Position annotation items:
# # # #

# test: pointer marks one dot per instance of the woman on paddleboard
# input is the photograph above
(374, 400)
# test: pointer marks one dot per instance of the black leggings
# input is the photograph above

# # # #

Written exercise: Could you rewrite every line of the items above with "photograph" replaced by "image", leaving everything else unchanged?

Answer to this exercise:
# test: pointer marks one dot per instance of the woman on paddleboard
# input is the image above
(374, 400)
# test: pointer marks one dot per instance of the black leggings
# input is the image above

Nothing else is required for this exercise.